### What you should do
Take the line containing "Rules. Find each instance of the potted" and every line after it to the end of the records, and copy them exactly, excluding pictures.

### Dataset
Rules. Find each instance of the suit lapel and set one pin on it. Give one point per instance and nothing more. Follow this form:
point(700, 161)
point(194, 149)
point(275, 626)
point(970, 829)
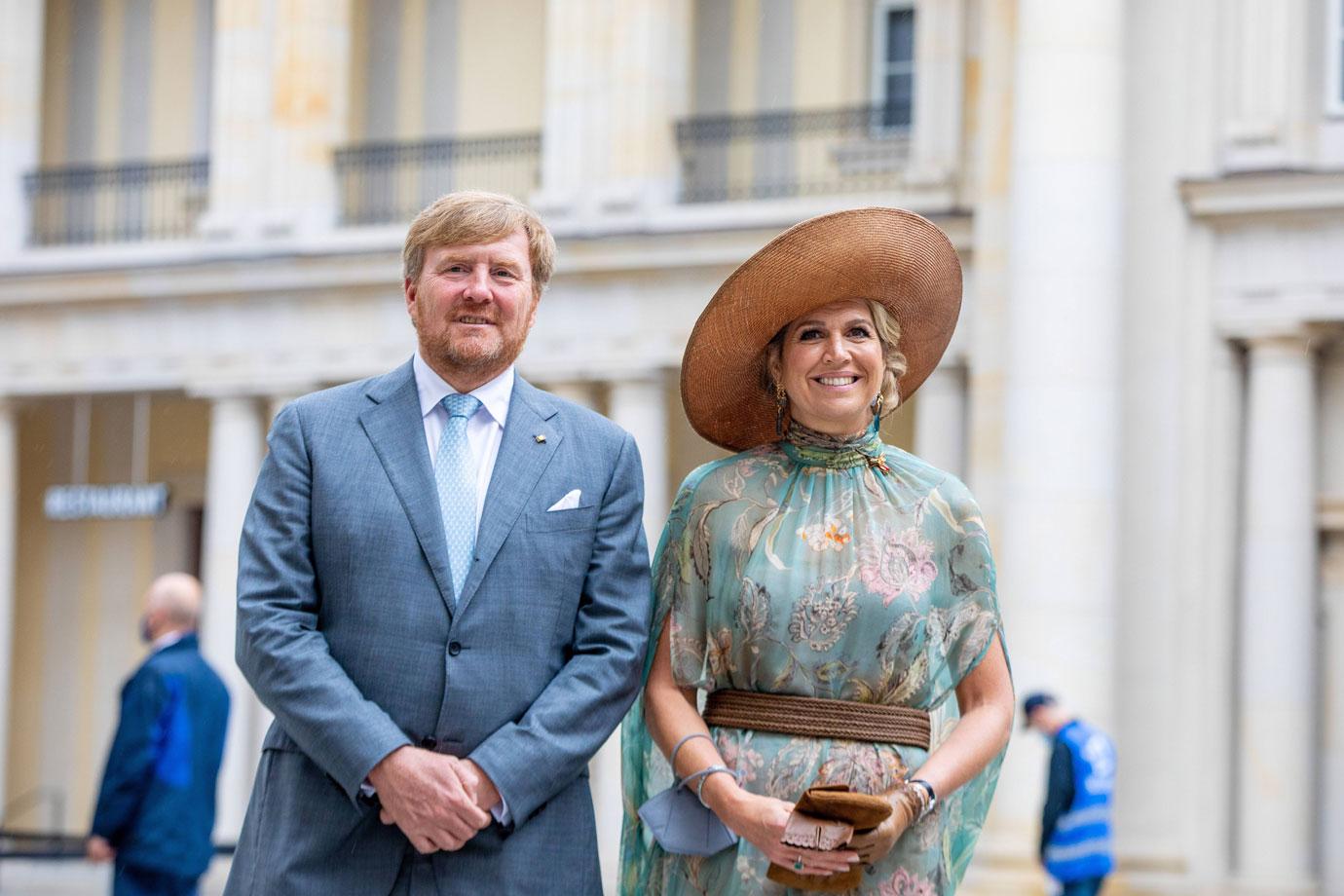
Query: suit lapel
point(396, 429)
point(517, 467)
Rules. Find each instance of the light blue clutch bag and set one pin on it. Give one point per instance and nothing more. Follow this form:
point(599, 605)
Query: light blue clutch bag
point(680, 822)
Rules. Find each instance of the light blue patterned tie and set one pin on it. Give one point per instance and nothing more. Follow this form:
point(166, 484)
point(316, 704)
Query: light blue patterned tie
point(455, 473)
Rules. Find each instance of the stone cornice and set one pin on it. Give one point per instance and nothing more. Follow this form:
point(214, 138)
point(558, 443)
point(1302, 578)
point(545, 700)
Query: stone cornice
point(370, 258)
point(1272, 192)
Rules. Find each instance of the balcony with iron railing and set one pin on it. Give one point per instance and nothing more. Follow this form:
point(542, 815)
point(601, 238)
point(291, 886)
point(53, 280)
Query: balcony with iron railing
point(148, 201)
point(774, 155)
point(383, 183)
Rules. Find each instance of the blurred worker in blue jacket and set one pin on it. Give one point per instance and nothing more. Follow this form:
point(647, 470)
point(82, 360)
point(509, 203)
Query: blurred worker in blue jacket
point(156, 806)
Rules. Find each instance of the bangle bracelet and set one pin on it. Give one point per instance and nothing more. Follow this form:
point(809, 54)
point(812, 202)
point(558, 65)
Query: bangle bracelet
point(927, 799)
point(704, 774)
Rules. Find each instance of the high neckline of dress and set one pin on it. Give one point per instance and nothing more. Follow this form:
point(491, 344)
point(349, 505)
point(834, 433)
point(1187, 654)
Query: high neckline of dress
point(809, 448)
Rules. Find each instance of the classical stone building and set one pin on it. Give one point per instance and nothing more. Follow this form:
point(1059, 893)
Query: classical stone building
point(204, 203)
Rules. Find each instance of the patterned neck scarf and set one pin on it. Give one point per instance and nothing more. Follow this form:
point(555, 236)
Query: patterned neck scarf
point(809, 448)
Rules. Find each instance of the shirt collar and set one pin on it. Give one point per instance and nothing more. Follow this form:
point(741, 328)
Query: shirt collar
point(495, 395)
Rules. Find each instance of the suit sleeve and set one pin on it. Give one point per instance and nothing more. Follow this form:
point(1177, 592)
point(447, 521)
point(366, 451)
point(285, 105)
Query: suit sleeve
point(580, 707)
point(131, 762)
point(280, 647)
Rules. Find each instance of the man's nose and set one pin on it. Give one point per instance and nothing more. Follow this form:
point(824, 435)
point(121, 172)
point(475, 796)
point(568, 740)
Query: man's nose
point(478, 283)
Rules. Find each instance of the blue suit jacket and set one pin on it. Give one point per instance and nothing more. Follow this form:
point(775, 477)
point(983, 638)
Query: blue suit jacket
point(156, 804)
point(350, 631)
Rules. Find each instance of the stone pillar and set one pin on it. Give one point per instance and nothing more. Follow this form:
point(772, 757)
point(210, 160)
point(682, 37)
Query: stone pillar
point(941, 420)
point(20, 108)
point(1332, 615)
point(1007, 829)
point(236, 453)
point(280, 109)
point(1277, 659)
point(1332, 707)
point(616, 81)
point(8, 552)
point(639, 406)
point(1058, 535)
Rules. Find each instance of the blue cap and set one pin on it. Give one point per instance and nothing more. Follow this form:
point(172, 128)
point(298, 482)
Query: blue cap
point(1033, 701)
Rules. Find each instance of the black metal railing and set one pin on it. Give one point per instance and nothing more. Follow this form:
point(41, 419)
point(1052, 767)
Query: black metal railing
point(116, 203)
point(383, 183)
point(793, 153)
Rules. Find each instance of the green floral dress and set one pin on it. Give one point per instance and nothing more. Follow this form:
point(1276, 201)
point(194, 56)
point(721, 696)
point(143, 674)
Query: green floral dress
point(827, 569)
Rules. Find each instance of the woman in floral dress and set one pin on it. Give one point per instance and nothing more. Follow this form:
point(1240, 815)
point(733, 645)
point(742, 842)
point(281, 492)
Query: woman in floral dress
point(821, 563)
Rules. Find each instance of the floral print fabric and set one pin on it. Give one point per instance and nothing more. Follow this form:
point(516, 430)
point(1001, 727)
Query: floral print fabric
point(826, 569)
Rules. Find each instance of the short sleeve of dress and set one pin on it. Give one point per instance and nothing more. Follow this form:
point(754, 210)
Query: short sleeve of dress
point(972, 618)
point(682, 581)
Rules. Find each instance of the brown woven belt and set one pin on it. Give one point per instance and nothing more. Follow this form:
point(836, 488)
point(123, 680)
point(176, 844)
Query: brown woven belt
point(816, 718)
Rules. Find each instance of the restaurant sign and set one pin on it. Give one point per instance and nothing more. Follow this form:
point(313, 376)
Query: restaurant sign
point(106, 502)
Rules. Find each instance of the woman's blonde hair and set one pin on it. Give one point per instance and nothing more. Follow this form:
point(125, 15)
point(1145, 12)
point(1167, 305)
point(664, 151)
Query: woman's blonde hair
point(473, 216)
point(888, 333)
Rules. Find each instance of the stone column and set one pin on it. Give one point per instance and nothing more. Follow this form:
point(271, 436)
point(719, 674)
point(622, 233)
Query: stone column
point(280, 109)
point(240, 119)
point(1277, 659)
point(1332, 613)
point(941, 420)
point(8, 552)
point(1060, 526)
point(616, 81)
point(1332, 707)
point(236, 453)
point(20, 108)
point(639, 406)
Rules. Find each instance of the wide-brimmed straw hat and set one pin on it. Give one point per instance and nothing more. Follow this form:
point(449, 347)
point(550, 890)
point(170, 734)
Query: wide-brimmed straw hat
point(886, 254)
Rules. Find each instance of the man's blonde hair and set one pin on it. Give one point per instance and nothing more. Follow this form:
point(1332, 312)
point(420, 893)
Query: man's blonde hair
point(474, 216)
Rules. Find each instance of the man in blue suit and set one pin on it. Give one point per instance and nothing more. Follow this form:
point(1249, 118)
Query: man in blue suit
point(442, 595)
point(156, 806)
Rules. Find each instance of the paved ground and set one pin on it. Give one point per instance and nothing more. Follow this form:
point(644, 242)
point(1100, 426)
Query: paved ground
point(28, 877)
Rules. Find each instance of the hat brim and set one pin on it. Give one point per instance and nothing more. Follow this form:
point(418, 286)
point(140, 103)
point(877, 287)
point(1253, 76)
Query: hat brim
point(886, 254)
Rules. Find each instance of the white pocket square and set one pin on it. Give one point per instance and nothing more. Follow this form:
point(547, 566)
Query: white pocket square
point(568, 503)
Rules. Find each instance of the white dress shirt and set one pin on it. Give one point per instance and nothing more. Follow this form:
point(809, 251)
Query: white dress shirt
point(484, 429)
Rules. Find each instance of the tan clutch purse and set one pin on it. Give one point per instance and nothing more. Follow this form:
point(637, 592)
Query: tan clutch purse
point(827, 817)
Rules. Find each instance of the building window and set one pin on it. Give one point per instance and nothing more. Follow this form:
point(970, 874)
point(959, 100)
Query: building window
point(1335, 88)
point(894, 60)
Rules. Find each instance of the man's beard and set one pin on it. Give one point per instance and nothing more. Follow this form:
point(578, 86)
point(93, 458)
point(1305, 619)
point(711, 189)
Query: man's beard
point(473, 355)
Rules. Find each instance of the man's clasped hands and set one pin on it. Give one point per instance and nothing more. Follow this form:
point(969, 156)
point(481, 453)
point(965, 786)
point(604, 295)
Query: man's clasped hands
point(438, 801)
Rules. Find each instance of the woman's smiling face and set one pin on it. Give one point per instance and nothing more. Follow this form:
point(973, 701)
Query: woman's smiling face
point(831, 367)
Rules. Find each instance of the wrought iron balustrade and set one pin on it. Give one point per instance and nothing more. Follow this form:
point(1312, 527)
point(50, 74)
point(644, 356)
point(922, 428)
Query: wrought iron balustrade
point(116, 203)
point(383, 183)
point(793, 153)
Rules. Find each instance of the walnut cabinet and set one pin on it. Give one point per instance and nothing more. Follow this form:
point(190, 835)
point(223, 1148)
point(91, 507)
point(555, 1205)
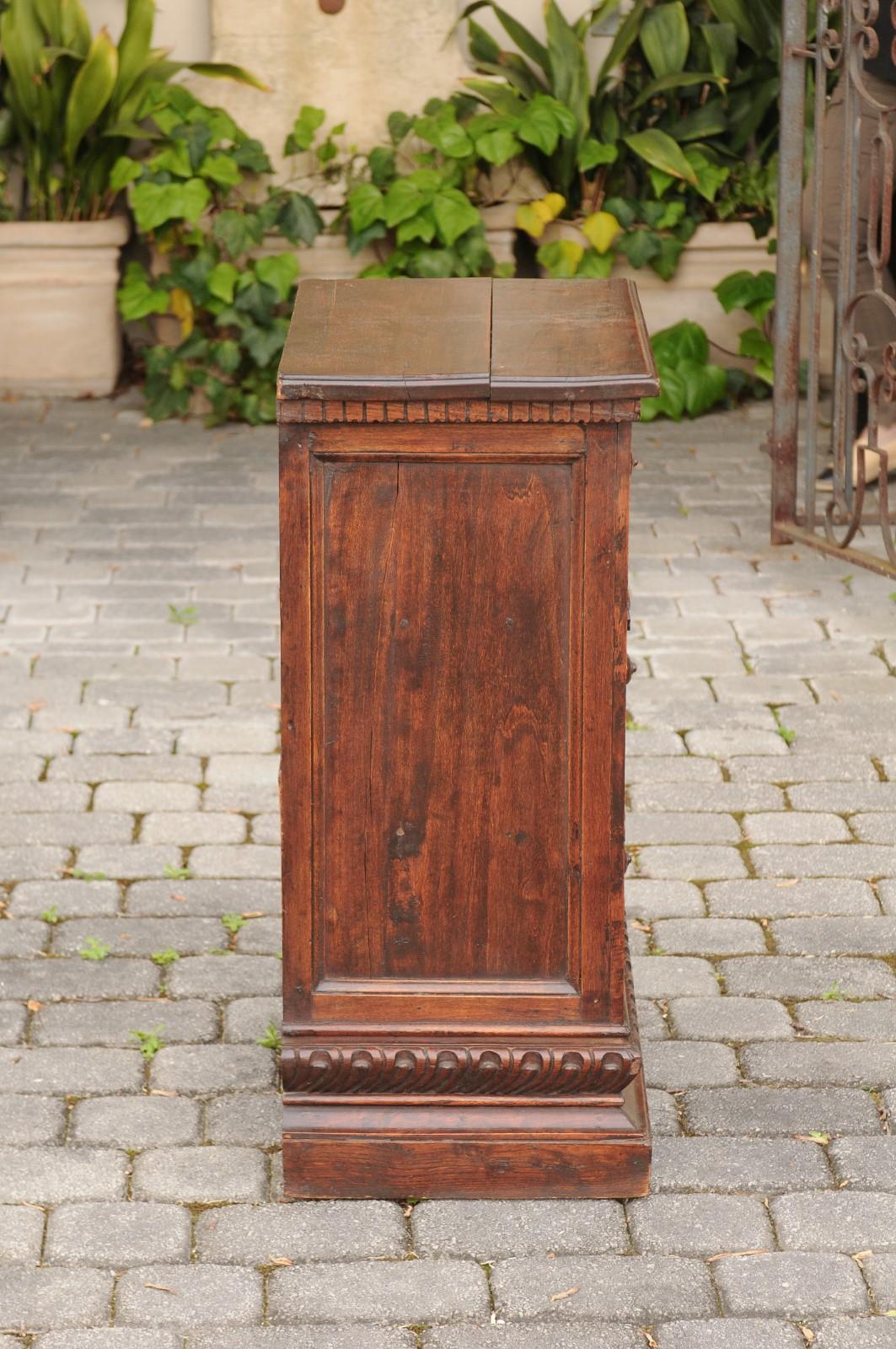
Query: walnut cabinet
point(455, 462)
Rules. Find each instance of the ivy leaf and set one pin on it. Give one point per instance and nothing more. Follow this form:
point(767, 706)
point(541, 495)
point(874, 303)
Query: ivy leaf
point(255, 298)
point(404, 200)
point(359, 239)
point(137, 297)
point(705, 386)
point(667, 261)
point(278, 271)
point(304, 130)
point(624, 209)
point(155, 202)
point(226, 355)
point(249, 154)
point(561, 256)
point(197, 138)
point(222, 281)
point(601, 229)
point(640, 246)
point(223, 170)
point(593, 153)
point(238, 231)
point(710, 175)
point(432, 262)
point(422, 226)
point(671, 401)
point(298, 219)
point(366, 204)
point(498, 146)
point(455, 215)
point(748, 290)
point(263, 344)
point(444, 132)
point(595, 265)
point(382, 165)
point(682, 341)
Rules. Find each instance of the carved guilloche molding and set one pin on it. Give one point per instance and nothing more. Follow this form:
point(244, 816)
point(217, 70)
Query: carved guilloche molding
point(458, 1070)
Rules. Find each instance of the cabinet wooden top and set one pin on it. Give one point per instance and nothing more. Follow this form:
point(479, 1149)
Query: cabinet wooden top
point(408, 341)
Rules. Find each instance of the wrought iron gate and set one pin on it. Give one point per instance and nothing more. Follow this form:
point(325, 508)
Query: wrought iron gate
point(858, 510)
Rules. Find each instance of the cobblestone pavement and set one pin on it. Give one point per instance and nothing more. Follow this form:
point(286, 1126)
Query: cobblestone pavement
point(138, 732)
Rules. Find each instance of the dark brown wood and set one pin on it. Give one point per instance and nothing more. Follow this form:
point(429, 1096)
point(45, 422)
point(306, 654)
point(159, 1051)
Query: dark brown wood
point(417, 339)
point(563, 341)
point(458, 1008)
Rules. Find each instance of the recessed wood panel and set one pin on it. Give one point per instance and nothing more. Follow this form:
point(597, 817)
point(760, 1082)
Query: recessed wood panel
point(442, 617)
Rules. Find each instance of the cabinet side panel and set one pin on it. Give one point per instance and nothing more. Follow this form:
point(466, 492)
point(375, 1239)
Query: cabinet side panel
point(444, 637)
point(604, 939)
point(296, 695)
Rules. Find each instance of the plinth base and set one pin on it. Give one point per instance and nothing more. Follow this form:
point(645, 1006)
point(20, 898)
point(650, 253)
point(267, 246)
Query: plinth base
point(374, 1150)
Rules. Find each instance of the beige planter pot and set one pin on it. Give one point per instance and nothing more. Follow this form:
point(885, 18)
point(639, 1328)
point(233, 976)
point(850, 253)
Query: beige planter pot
point(58, 319)
point(501, 229)
point(714, 253)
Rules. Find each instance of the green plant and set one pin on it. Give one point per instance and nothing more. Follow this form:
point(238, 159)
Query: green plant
point(74, 100)
point(676, 126)
point(175, 873)
point(754, 292)
point(271, 1039)
point(206, 202)
point(94, 949)
point(614, 161)
point(412, 197)
point(689, 382)
point(148, 1042)
point(185, 617)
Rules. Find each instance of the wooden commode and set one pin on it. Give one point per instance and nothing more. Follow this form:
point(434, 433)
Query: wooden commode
point(455, 462)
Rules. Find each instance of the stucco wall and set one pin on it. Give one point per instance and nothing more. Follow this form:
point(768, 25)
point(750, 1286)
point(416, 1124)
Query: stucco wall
point(359, 65)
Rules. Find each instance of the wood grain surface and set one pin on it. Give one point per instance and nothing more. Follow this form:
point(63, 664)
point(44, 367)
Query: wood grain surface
point(458, 1007)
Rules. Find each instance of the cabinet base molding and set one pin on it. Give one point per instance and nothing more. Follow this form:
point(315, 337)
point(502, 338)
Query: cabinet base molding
point(373, 1148)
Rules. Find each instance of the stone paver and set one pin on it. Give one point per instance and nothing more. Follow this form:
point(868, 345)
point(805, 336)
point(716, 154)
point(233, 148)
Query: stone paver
point(118, 1234)
point(395, 1293)
point(794, 1285)
point(763, 890)
point(837, 1221)
point(640, 1288)
point(246, 1234)
point(489, 1229)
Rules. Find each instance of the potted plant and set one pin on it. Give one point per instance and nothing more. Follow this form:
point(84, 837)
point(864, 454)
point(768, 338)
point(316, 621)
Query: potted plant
point(208, 211)
point(668, 175)
point(417, 200)
point(72, 105)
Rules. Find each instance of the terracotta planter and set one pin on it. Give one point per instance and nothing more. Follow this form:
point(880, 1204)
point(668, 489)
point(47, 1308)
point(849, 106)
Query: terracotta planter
point(714, 253)
point(58, 319)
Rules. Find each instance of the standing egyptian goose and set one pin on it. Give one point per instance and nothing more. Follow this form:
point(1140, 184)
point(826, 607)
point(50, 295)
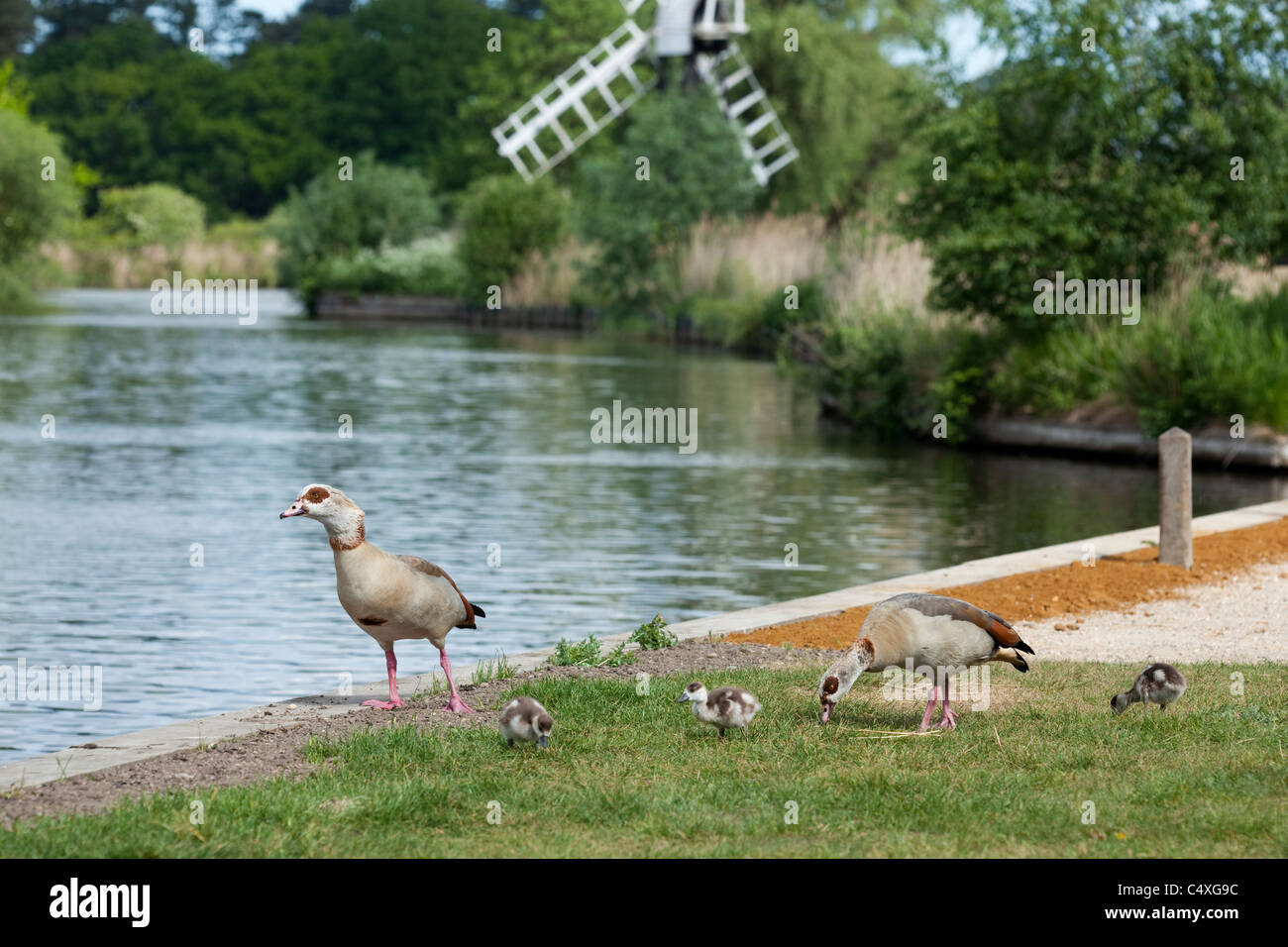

### Solution to this task
Rules. Find each instance of the potted plant and set one pin on it. Give one point per instance and nothing more. Follow this form:
point(84, 837)
point(864, 454)
point(768, 338)
point(316, 621)
Query: potted plant
point(208, 211)
point(668, 175)
point(417, 200)
point(72, 105)
Rules. Find each instance of the terracotta planter and set one pin on it. Give one point per instance and nothing more. Follow this form:
point(880, 1204)
point(668, 489)
point(47, 1308)
point(849, 106)
Query: terracotta planter
point(714, 253)
point(58, 319)
Rules. Find each instance of the standing egyptian goose and set one pin on it. Give one point per instance and nothing more. Follow this form:
point(1140, 184)
point(826, 607)
point(50, 295)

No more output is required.